### Set tasks
1 – Reproduce the passage of the Cascade Layers proposal starting with "A syntax proposal" and going on through "a layering feature.".
2 – From the Cascade Layers proposal, list the levels of the cascade in the order they are given.
3 – Answer these questions from the Cascade Layers proposal:
(a) What issue number does the syntax proposal for Cascade Layers carry?
(b) Which cascade level comes immediately after Layers?
(c) What issue number goes with the question about how Cascade Layers interact with Shadow DOM?

### Extracted text
[Start]

A syntax proposal for Cascade Layers #4470. This does not include full discussion of the Cascade Layer purpose and use-cases, which can be found in the various linked issues, but attempts to answer many of the outstanding questions about how we might implement a layering feature.

Collaborators:

  • Elika Etemad
  • Florian Rivoal
  • Miriam Suzanne
  • Tab Atkins Jr.

Where do Cascade Layers fit in the cascade? #5003

  1. Origins & Importance
  2. Context (eg Shadow DOM)
  3. Layers
  4. Specificity
  5. Source Order

This avoids a lot of implementation complexity, while still giving authors a way to group and layer selectors. In some ways this is similar to adding a new top-level "specificity", but the interaction with !important is a bit different.

How do Cascade Layers interact with Shadow DOM? #4984

Shadow DOM can be addressed in the cascade before layers are taken into account. We don't expect any particular issues with this interaction.

[End]

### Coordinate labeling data

[Start]

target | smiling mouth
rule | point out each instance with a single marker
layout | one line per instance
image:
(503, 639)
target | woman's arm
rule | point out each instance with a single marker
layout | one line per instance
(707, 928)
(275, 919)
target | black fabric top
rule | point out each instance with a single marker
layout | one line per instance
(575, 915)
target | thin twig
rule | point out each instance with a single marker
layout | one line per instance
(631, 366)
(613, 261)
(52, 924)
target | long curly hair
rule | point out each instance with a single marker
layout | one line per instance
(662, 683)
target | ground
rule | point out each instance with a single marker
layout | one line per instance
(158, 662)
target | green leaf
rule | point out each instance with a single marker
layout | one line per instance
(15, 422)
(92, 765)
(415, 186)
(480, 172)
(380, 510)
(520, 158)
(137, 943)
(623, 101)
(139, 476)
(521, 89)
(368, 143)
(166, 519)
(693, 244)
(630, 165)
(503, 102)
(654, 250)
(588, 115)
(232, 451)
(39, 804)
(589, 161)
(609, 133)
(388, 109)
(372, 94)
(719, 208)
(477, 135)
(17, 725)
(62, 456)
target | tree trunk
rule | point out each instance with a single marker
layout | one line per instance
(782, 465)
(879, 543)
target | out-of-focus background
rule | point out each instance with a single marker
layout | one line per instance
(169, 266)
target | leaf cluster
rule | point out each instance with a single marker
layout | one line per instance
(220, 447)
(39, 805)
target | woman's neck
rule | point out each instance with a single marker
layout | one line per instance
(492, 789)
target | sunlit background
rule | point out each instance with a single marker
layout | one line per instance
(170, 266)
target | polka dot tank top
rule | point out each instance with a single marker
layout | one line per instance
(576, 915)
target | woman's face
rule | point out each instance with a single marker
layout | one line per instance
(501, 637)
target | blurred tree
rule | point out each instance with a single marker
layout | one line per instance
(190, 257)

[End]

### Problem solutions
1 –
A syntax proposal for Cascade Layers #4470. This does not include full discussion of the Cascade Layer purpose and use-cases, which can be found in the various linked issues, but attempts to answer many of the outstanding questions about how we might implement a layering feature.

2 –
1. Origins & Importance
2. Context (eg Shadow DOM)
3. Layers
4. Specificity
5. Source Order

3 –
(a) #4470
(b) Specificity
(c) #4984